Page
------

Q: Are you going to get around to file performance benchmarking? This infrastructure stuff is not new to me. I have done block all my life, I am interested in stuff about file.

A: Ken: That’s the plan. We are still working out the exact sequence, timing and content for future presentations, but had a dedicated section on both block and file on the original roadmap. If you have specific topics within “file” that you’d like covered, respond in the comments. No promises to cover them, but knowing the desires of the audience is always a good thing.

Keep in mind the intention of the webcast series – lay a strong, but simple foundation, for storage performance fundamentals and then build on that foundation.

A: Mark: The main intent of the series is to lay down basic performance principles first, then build on them to go to more complex topics. Both Ken and I refer to ourselves as “File Heads” and we can’t wait to concentrate on just file, but it would only make sense given that the infrastructure foundations are firm and understood by our audience.

Q: Why doesn’t SPEC SFS have performance testing for such failure models?

A: Ken: Brighttalk provided this comment in isolation, so it isn’t entirely clear which failure models you’re asking for.  I’m assuming you mean a failure like a drive or controller failure. With that assumption, that said, the SFS subcommittee welcomes publications that illustrate a failure condition. SPEC SFS 2014 provides an excellent opportunity for someone to publish once in a non-failure scenario and then again in a failure condition of some sort – as long as that failure condition doesn’t violate any of the run rules regarding stable storage and the failure condition doesn’t generate user visible errors.

Note that SPEC SFS 2014 doesn’t mandate any demonstration of failure scenarios. We’ve discussed this in the past, but it has never been a priority for those that participate in SPEC (which is open to all – see http://www.spec.org for instructions on how to join the SPEC Open Systems Group).

Q: Why is write cache turned off for enterprise drives?

A: Ken: I knew this question was coming. 🙂 This is related to “stable storage” – the guarantee from your storage provider that data they say is safely stored on disk is actually stored on disk. I should clarify that the comment is a little dated and refers to caches designed around volatile memory; this wouldn’t apply to a hybrid SSD/spinning media drive that used the SSD to cache/stage data, since SSDs are non-volatile.

------

Problems and tasks
a - Answer these questions using the storage performance Q&A above:
(i) What do Ken and Mark call themselves?
(ii) Which version of SPEC SFS does Ken say gives someone the chance to publish once without a failure and again with one?
(iii) Why does Ken say the write cache comment wouldn't apply to a hybrid SSD/spinning media drive?
b - In the storage performance Q&A, turn the paragraph beginning "Note that SPEC SFS 2014" into a short bulleted list that keeps its main facts.
c - Extend the storage performance Q&A, picking up right after its final sentence.

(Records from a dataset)
------

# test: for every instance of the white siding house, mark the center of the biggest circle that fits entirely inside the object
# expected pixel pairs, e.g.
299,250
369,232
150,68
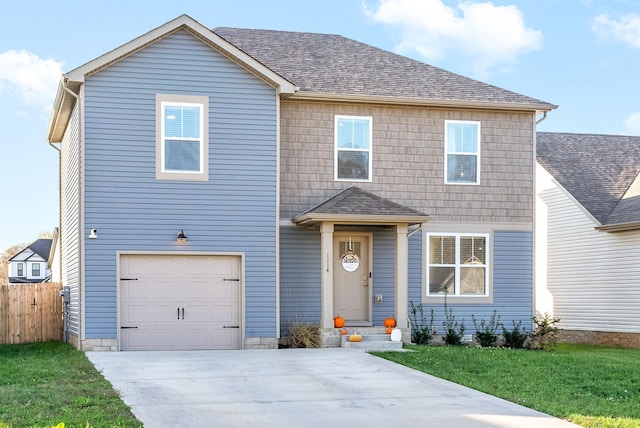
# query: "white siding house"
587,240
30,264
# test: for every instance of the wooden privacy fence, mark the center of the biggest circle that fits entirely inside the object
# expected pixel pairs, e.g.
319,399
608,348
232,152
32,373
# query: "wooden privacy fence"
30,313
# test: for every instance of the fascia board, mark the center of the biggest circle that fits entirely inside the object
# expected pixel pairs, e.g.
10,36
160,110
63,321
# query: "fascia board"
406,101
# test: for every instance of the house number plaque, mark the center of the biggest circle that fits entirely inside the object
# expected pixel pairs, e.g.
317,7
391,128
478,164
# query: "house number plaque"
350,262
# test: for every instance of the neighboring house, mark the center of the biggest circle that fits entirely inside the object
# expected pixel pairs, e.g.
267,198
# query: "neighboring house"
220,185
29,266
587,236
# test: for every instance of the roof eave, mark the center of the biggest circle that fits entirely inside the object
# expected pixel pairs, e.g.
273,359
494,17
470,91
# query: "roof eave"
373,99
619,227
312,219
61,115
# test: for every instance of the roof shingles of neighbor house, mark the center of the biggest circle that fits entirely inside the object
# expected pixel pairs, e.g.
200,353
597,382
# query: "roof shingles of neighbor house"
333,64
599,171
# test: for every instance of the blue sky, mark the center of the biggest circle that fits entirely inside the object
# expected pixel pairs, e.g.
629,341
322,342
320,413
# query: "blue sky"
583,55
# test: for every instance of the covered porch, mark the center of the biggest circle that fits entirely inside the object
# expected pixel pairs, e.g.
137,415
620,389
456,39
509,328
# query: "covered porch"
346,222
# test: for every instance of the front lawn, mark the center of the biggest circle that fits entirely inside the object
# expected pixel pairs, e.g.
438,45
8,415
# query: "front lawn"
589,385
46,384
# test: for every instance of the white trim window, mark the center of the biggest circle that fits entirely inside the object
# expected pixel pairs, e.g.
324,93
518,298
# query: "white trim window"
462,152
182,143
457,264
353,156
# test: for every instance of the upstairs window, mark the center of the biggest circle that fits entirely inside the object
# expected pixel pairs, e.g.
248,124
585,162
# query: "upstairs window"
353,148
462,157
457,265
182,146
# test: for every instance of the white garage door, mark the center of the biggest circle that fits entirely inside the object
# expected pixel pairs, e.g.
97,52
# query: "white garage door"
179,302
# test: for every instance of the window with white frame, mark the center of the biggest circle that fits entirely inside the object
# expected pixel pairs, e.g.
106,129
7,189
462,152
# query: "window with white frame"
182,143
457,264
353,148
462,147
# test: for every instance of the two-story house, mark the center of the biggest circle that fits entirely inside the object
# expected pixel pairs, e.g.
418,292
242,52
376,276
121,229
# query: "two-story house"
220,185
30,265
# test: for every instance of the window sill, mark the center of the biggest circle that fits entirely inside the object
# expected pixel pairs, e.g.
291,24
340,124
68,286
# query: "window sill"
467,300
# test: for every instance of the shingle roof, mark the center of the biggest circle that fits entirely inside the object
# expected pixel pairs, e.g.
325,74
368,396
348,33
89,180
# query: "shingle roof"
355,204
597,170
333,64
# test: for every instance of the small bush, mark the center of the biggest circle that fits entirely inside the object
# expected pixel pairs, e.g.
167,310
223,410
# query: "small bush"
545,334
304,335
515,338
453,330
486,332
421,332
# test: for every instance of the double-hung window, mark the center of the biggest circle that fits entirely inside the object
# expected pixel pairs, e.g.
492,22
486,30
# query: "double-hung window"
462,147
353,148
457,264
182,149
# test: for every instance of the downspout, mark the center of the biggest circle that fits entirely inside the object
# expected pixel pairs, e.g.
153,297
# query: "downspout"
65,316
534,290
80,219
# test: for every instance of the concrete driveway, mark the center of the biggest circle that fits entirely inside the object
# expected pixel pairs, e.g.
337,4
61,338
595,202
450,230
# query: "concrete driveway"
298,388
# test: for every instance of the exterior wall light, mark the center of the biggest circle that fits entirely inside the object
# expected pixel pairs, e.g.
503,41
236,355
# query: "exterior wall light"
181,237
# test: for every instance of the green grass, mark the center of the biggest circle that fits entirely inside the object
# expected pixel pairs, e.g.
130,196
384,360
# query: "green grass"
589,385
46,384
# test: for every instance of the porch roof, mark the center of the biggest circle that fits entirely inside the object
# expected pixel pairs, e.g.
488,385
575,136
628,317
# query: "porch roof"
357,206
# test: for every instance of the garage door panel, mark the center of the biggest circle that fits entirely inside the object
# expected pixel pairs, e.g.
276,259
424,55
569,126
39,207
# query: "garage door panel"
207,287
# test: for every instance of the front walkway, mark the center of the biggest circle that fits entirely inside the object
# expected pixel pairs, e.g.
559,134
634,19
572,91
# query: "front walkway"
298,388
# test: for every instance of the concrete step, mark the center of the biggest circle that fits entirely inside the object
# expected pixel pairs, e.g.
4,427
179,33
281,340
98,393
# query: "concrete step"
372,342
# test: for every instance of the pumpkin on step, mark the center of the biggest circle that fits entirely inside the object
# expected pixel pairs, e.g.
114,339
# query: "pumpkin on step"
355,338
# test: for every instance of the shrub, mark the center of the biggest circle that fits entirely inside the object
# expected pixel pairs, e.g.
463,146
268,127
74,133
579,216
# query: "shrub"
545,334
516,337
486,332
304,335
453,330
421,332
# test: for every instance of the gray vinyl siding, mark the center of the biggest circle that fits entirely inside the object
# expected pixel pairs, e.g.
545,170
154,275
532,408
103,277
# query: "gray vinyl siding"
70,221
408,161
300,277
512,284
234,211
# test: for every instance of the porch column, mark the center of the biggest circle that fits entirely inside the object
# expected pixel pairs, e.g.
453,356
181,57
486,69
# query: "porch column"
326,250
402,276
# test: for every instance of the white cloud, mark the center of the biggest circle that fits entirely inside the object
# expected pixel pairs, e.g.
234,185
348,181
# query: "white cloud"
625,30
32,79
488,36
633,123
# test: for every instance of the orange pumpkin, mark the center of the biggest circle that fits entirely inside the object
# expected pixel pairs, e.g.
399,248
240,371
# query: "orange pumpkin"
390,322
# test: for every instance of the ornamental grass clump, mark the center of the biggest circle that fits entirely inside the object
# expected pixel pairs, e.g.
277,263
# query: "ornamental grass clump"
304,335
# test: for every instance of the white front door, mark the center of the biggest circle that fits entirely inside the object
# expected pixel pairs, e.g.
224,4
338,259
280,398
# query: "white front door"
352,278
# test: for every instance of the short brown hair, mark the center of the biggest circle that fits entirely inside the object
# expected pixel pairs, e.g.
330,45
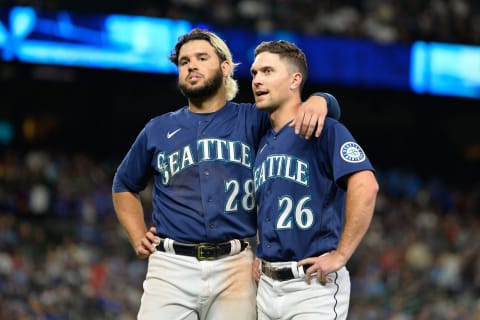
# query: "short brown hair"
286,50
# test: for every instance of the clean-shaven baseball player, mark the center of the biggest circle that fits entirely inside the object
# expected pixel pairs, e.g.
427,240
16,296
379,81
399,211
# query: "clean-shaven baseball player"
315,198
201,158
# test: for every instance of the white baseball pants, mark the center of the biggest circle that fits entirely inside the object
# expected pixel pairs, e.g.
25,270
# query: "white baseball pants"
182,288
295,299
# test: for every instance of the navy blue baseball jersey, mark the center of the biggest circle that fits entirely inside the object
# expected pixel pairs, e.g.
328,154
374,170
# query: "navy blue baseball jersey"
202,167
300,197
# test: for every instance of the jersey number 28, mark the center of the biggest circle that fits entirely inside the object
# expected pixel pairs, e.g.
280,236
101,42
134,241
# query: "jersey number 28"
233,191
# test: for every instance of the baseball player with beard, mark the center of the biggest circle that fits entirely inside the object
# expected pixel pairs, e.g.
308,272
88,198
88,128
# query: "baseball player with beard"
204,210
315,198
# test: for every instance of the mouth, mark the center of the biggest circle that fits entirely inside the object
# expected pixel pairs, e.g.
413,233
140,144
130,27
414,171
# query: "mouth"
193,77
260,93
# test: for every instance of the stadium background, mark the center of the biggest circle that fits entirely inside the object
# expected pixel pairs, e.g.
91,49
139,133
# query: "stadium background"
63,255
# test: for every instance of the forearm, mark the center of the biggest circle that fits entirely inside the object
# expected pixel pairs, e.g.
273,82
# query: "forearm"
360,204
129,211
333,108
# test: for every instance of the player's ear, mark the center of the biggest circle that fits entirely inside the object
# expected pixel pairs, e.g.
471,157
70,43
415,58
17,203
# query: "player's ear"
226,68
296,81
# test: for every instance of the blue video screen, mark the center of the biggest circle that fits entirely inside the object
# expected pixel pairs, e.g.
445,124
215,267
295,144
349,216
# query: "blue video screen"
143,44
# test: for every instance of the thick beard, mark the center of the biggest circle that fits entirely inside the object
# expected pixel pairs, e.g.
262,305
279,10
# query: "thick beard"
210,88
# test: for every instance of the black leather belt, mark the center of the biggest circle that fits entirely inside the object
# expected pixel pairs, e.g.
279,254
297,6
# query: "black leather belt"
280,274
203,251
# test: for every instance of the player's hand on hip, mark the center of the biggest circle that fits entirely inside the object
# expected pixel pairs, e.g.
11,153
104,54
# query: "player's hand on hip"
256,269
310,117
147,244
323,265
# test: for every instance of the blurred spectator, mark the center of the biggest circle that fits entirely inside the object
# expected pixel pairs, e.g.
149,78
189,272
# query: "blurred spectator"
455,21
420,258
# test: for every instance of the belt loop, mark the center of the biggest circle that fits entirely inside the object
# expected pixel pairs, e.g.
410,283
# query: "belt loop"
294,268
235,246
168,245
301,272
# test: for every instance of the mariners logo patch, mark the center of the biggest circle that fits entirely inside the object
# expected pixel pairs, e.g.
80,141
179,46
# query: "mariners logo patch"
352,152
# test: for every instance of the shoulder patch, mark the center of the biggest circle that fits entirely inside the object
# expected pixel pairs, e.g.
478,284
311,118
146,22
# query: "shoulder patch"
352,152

------

In response
a -
(i) "File Heads"
(ii) SPEC SFS 2014
(iii) Because SSDs are non-volatile.

b -
- SPEC SFS 2014 doesn't require any demonstration of failure scenarios.
- This has been discussed before but has never been a priority for SPEC participants.
- SPEC is open to all, and instructions for joining the SPEC Open Systems Group are at http://www.spec.org.

c -
Consider the failure scenario where the enterprise drive has write caching enabled and then experiences a power failure. In most every system sold, the storage controller treats drives pretty much as black boxes – they tell the drive to read or write data at a certain location and expect the drive to do as told. So, when the drive says “yup, I got that data, you’re good!” the storage solution trusts the drive and, when it doesn’t need it in memory any longer, throws it away (that data is safely stored on disk, so this is ok). If the drive chose to cache that information in volatile memory, and loses power, the information is gone.

Midrange and enterprise storage vendors often (I think I can say generally) provide some sort of battery backup in case of power failures. These battery units keep power to at least some of the drives – but remember that drives (especially spinning ones) suck down a lot of power, and often the implementation chooses to keep power only to certain drives that the storage controller uses to flush its own volatile memory structures to.

A quick Internet search shows some specific comments on this topic:

From Seagate (http://knowledge.seagate.com/articles/en_US/FAQ/187751en):

Windows 2000 Professional / Server, Windows XP Home / Professional, Windows Vista and Windows 7 have a nifty little feature called write caching buried within the depths of property tabs. Normally, this type of feature is used with SCSI drives in server applications to provide greater data integrity.

When drives employ write-back cache, any interruption of power to the drive or system may cause lost or corrupted data because the drive does not have time to write the cached data to the disk before the power is lost. However, when write cache is turned off, drive performance slows down.

From Microsoft (https://support.microsoft.com/en-us/kb/259716):

…In addition, enabling disk write caching may increase operating system performance. This article describes how to enable or disable disk write caching…

NOTE: Enabling write caching generates the following warning. This is normal:

By enabling write caching, file system corruption and/or data loss could occur if the machine experiences a power, device or system failure and cannot be shutdown properly.

Q: What’s the difference between CPU and ASIC? When to use which word?

A: Ken: Unfortunately, the SNIA dictionary doesn’t define either term. At the easiest level, both are acronyms. CPU = central processing unit, and ASIC = application specific integrated circuit. At the next level, think of a CPU as general purpose processing element and an ASIC as a custom designed microchip designed for a special application or purpose. Once created, ASICs are non-programmable – they do something very specific (and hopefully very well and very quickly/efficiently). A CPU can run your bitcoin mining program overnight, wake you to Spotify in the morning, let you use your favorite word processor in between games of Plants vs. Zombies, and still let you watch Hulu before you head off to bed.

An ASIP (Application Specific Instruction-Set Processor) bridges the gap between a general purpose processor (CPU) and the highly specific, targeted design of an ASIC. An ASIP will have a much reduced instruction set and a more targeted design towards a specific application (say, digital signal processing), but still allow the execution of a specific instruction set given to it.

Q: Can you mention tools to identify the bottlenecks?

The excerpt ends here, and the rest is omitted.